> [Your goal]: Rewrite every one of the rows below, putting "occurrence" wherever "instance" occurs and leaving everything else unchanged.
[start of Material shown]
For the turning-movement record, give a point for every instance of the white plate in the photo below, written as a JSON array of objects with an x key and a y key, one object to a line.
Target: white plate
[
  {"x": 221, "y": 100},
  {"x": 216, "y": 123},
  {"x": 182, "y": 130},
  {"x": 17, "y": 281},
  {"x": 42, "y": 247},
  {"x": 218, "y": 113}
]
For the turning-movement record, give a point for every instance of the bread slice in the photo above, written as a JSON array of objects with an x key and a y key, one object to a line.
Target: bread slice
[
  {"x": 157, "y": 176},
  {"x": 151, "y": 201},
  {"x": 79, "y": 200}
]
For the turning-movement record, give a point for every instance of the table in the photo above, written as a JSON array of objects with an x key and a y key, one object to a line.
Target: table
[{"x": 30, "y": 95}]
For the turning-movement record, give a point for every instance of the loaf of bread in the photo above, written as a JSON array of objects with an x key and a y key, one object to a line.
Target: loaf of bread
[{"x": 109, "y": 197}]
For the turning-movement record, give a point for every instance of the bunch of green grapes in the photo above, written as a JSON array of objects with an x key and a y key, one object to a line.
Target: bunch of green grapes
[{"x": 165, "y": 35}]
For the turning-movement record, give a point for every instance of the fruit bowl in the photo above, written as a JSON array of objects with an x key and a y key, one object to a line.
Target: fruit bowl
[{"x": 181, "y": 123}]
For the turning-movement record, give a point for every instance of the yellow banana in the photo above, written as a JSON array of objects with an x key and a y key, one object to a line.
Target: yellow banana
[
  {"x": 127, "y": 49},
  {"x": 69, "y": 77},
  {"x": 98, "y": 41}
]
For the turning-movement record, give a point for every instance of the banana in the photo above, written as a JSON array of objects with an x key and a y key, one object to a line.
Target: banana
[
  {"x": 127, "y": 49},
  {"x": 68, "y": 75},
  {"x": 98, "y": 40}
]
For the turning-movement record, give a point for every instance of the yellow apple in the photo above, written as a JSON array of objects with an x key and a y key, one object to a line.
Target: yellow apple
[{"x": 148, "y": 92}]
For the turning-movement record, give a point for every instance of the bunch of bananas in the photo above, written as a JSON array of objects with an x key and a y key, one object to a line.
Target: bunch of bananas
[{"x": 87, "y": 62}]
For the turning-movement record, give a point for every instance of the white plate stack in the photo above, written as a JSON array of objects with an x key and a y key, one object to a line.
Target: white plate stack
[end of Material shown]
> [Written solution]:
For the turning-movement record, give a point for every occurrence of the white plate in the photo below, written as a JSON array of objects with an x key and a y key, one object to a line.
Target: white plate
[
  {"x": 221, "y": 100},
  {"x": 216, "y": 123},
  {"x": 182, "y": 130},
  {"x": 17, "y": 281},
  {"x": 42, "y": 247},
  {"x": 218, "y": 113}
]
For the turning-movement record, give a point for every occurrence of the bread slice in the photo above, written as a JSON array of objects with an x key and a y key, one object to a line.
Target: bread slice
[
  {"x": 157, "y": 176},
  {"x": 151, "y": 201},
  {"x": 79, "y": 200}
]
For the turning-movement record, give a point for every occurrence of the table in the photo above, written as a JSON array of objects with an x key and a y key, one object to a line.
Target: table
[{"x": 30, "y": 95}]
For the turning-movement record, give a point for every occurrence of the loaf of bread in the photo above, written as a JSON array of objects with an x key and a y key, one object to a line.
Target: loaf of bread
[{"x": 109, "y": 197}]
For the turning-movement record, give a point for every occurrence of the bunch of green grapes in the photo above, written as a JSON array of objects with an x key and a y key, one object to a line.
Target: bunch of green grapes
[{"x": 165, "y": 35}]
For the turning-movement record, give a point for every occurrence of the fruit bowl in the photo above, written as a JSON array of objects with an x key and a y key, one object to a line.
Target: fruit bowl
[{"x": 181, "y": 123}]
For the turning-movement record, give a point for every occurrence of the yellow banana in the photo above, written as a JSON array of objects with an x key and a y key, one object to a line.
Target: yellow banana
[
  {"x": 127, "y": 49},
  {"x": 69, "y": 77},
  {"x": 98, "y": 41}
]
For the turning-movement record, give a point for every occurrence of the banana in the photo above, written as a JSON array of objects with an x key and a y key, one object to a line.
Target: banana
[
  {"x": 127, "y": 49},
  {"x": 68, "y": 75},
  {"x": 98, "y": 40}
]
For the turning-movement record, give a point for every occurrence of the yellow apple in the photo above, written as a JSON array of objects with an x key and a y key, one object to a line.
Target: yellow apple
[{"x": 148, "y": 92}]
For the turning-movement record, give a point for every occurrence of the bunch of bananas in the photo above, written as a JSON array of objects with an x key and a y key, one object to a line.
Target: bunch of bananas
[{"x": 87, "y": 62}]
For the turning-movement record, give a point for every occurrence of the white plate stack in the photo above, written as a JSON array of objects with an x key and a y key, one object to a line.
Target: white plate stack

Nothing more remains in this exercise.